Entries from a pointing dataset
╭──

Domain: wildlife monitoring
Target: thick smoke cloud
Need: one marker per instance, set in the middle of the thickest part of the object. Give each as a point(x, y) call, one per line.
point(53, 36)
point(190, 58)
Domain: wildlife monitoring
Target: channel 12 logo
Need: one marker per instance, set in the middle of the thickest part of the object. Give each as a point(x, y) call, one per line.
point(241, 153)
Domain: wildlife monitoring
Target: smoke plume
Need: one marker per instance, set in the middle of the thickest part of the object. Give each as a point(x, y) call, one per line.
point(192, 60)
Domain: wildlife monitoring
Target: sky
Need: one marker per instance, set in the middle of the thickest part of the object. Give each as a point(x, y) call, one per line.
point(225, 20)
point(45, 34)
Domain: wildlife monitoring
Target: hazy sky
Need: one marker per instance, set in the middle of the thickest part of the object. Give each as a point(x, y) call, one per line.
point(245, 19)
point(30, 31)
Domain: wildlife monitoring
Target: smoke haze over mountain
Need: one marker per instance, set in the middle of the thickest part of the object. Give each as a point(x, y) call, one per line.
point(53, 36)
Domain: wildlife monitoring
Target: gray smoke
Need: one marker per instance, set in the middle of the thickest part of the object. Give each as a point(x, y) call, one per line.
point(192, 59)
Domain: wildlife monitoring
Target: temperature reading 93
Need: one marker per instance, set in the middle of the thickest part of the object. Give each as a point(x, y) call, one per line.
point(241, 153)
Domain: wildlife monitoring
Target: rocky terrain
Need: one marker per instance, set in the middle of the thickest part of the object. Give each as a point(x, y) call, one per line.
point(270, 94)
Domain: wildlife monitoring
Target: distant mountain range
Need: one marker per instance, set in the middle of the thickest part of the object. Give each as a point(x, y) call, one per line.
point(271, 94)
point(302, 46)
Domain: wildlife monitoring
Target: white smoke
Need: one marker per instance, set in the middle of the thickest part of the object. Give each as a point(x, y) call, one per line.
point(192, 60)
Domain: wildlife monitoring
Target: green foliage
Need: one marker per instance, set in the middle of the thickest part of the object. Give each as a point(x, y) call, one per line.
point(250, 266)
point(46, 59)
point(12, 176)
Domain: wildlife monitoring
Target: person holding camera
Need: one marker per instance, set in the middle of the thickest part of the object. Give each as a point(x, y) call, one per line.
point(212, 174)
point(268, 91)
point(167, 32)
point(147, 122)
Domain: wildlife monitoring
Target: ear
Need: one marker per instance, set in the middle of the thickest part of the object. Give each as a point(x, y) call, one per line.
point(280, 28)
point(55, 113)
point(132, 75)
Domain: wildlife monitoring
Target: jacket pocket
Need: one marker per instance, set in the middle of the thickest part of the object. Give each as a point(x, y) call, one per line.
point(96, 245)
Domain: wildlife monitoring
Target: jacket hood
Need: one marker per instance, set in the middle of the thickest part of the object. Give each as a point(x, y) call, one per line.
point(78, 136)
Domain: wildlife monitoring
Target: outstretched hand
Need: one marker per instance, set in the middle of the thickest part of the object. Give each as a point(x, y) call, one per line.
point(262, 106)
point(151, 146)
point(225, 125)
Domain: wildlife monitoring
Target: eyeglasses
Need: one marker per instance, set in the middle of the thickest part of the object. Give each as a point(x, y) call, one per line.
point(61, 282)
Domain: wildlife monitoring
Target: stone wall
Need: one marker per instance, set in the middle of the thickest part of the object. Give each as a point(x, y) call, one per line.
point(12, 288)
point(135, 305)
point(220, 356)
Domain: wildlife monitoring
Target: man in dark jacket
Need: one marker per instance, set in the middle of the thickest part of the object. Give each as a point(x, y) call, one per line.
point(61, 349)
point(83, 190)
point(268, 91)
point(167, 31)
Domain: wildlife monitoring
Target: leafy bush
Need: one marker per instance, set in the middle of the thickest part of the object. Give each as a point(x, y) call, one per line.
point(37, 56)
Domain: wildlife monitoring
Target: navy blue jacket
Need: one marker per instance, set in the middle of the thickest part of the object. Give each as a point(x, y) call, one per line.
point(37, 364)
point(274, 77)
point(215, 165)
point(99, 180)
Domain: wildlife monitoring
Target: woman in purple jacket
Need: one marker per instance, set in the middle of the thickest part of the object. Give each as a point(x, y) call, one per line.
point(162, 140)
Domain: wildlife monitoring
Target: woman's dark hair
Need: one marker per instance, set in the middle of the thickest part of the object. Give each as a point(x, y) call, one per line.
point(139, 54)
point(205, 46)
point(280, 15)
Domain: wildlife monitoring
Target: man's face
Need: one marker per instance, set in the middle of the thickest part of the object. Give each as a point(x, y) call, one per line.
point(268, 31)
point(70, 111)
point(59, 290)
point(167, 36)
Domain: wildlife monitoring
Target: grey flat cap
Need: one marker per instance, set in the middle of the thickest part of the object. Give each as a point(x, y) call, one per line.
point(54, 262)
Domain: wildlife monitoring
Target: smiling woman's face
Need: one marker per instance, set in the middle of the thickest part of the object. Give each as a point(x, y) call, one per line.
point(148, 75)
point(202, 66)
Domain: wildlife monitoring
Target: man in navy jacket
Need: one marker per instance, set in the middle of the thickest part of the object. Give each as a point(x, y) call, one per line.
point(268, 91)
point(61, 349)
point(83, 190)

╰──

What to produce
Turn every line of the material above into a JSON list of strings, one string per line, leaving out blank lines.

Task result
[
  "Domain: wildlife monitoring",
  "Target: thick smoke cloud",
  "Need: one marker per instance, set in the middle of the thickest part of the object. Give each as a point(x, y) call, one per line.",
  "point(53, 36)",
  "point(190, 58)",
  "Domain: wildlife monitoring",
  "Target: channel 12 logo",
  "Need: one marker per instance, set in the middle of the thickest part of the object. Give each as a point(x, y) call, one per line.",
  "point(241, 153)",
  "Domain: wildlife monitoring",
  "Target: smoke plume",
  "Need: one marker per instance, set in the middle of the thickest part of the object. Give each as a point(x, y) call, one per line.",
  "point(192, 60)",
  "Domain: wildlife monitoring",
  "Target: sky",
  "Need: one marker per instance, set in the middle of the thickest part of the object. Give each as a point(x, y) call, one per line.",
  "point(225, 20)",
  "point(45, 34)",
  "Domain: wildlife monitoring",
  "Target: hazy sky",
  "Need: one marker per instance, set in the middle of the thickest part of the object. Give each as a point(x, y) call, one per line.",
  "point(245, 19)",
  "point(30, 31)",
  "Domain: wildlife monitoring",
  "Target: smoke haze over mountain",
  "Need: one marker per instance, set in the middle of the thickest part of the object. Give each as a point(x, y) call, one per line.",
  "point(53, 36)",
  "Domain: wildlife monitoring",
  "Target: gray smoke",
  "Need: one marker per instance, set in the middle of the thickest part of the object. Give each as a point(x, y) call, one per line.",
  "point(192, 59)",
  "Domain: wildlife monitoring",
  "Target: temperature reading 93",
  "Need: one marker per instance, set in the middle of the thickest part of the object. Give each as a point(x, y) call, one per line.",
  "point(241, 153)",
  "Domain: wildlife monitoring",
  "Target: rocky terrain",
  "Need: one marker per instance, set in the middle of the thickest part of the object. Give each as a point(x, y) call, one per line.",
  "point(270, 94)",
  "Domain: wildlife monitoring",
  "Target: distant mountain range",
  "Need: one marker per instance, set in the middle of the thickest part of the object. Give each as a point(x, y) call, one per line.",
  "point(271, 94)",
  "point(302, 46)",
  "Domain: wildlife monitoring",
  "Target: white smoke",
  "Need: one marker per instance, set in the middle of the thickest part of the object. Give each as a point(x, y) call, one per line.",
  "point(192, 60)",
  "Domain: wildlife monitoring",
  "Target: green foliage",
  "Need: one marker per instance, set in the middle of the thickest part of the object. Give each as a point(x, y) call, one per line.",
  "point(250, 266)",
  "point(46, 59)",
  "point(12, 176)",
  "Domain: wildlife monitoring",
  "Target: person holding camera",
  "Need: one marker per instance, set in the middle of the thickest part of the object. Give each as a point(x, y) call, one per line.",
  "point(212, 174)",
  "point(268, 91)",
  "point(167, 32)",
  "point(147, 122)",
  "Domain: wildlife monitoring",
  "Target: ear",
  "Need: one marker per instance, set in the middle of the thickest part of the object. Give each as a point(x, y) call, one per line.",
  "point(280, 28)",
  "point(55, 113)",
  "point(132, 75)",
  "Domain: wildlife monitoring",
  "Target: jacket pocket",
  "Need: one marker per instance, set in the middle of the thickest part of the object. Give each as a point(x, y) call, one per line.",
  "point(96, 245)",
  "Domain: wildlife monitoring",
  "Target: jacket hood",
  "Need: one marker per instance, set in the middle of the thickest part of the object. Give each as a point(x, y) call, one per line.",
  "point(78, 136)",
  "Domain: wildlife monitoring",
  "Target: outstretched hand",
  "Need: one marker per instance, set in the middle of the thickest part of the object. Give each as a point(x, y) call, one per line.",
  "point(262, 106)",
  "point(151, 146)",
  "point(225, 125)",
  "Domain: wildlife monitoring",
  "Target: eyeglasses",
  "Need: one marker per instance, set in the middle of the thickest part of the object. Give each as a point(x, y) call, one per line.",
  "point(61, 282)",
  "Domain: wildlife monitoring",
  "Target: stone wall",
  "Need: one marker per instance, set in the middle of the thickest part of the object. Give each as a point(x, y) call, one per line.",
  "point(12, 288)",
  "point(135, 305)",
  "point(220, 356)",
  "Domain: wildlife monitoring",
  "Target: man in dark jacket",
  "Need: one marker per instance, set in the middle of the thickest part of the object. Give each as a point(x, y) call, one per line.",
  "point(61, 349)",
  "point(83, 190)",
  "point(268, 91)",
  "point(167, 31)",
  "Domain: wildlife monitoring",
  "Target: leafy bush",
  "Need: one marker per instance, set in the middle of the thickest part of the object. Give each as a point(x, y) call, one per line.",
  "point(37, 56)",
  "Domain: wildlife monitoring",
  "Target: navy blue jacket",
  "Need: one marker per instance, set in the middle of the thickest part of the object. Give each as a point(x, y) call, one per line.",
  "point(37, 364)",
  "point(274, 77)",
  "point(215, 165)",
  "point(99, 180)",
  "Domain: wildlife monitoring",
  "Target: woman in purple jacket",
  "Need: one marker per instance, set in the middle of the thickest part of the object. Give each as a point(x, y) call, one per line.",
  "point(162, 140)",
  "Domain: wildlife monitoring",
  "Target: woman's dark hair",
  "Need: one marker per instance, set in the middle of the thickest part of the object. Give each as a point(x, y) call, one per line.",
  "point(139, 54)",
  "point(205, 46)",
  "point(280, 15)",
  "Domain: wildlife monitoring",
  "Target: man's face",
  "Need: one marker per instance, set in the middle of the thickest part of the object. Give each as a point(x, y) call, one per line.",
  "point(268, 31)",
  "point(70, 111)",
  "point(59, 290)",
  "point(167, 36)",
  "Domain: wildlife monitoring",
  "Target: grey flat cap",
  "Need: one marker per instance, set in the middle of the thickest part of the object. Give each as a point(x, y) call, one per line.",
  "point(54, 262)",
  "Domain: wildlife monitoring",
  "Target: smiling woman's face",
  "Need: one marker per instance, set in the middle of the thickest part of the object. Give each as a point(x, y) call, one per line.",
  "point(148, 75)",
  "point(202, 66)",
  "Domain: wildlife monitoring",
  "Target: man in navy jacket",
  "Need: one marker per instance, set in the middle of the thickest part of the object. Give each as a point(x, y) call, one per line.",
  "point(268, 91)",
  "point(61, 349)",
  "point(83, 190)"
]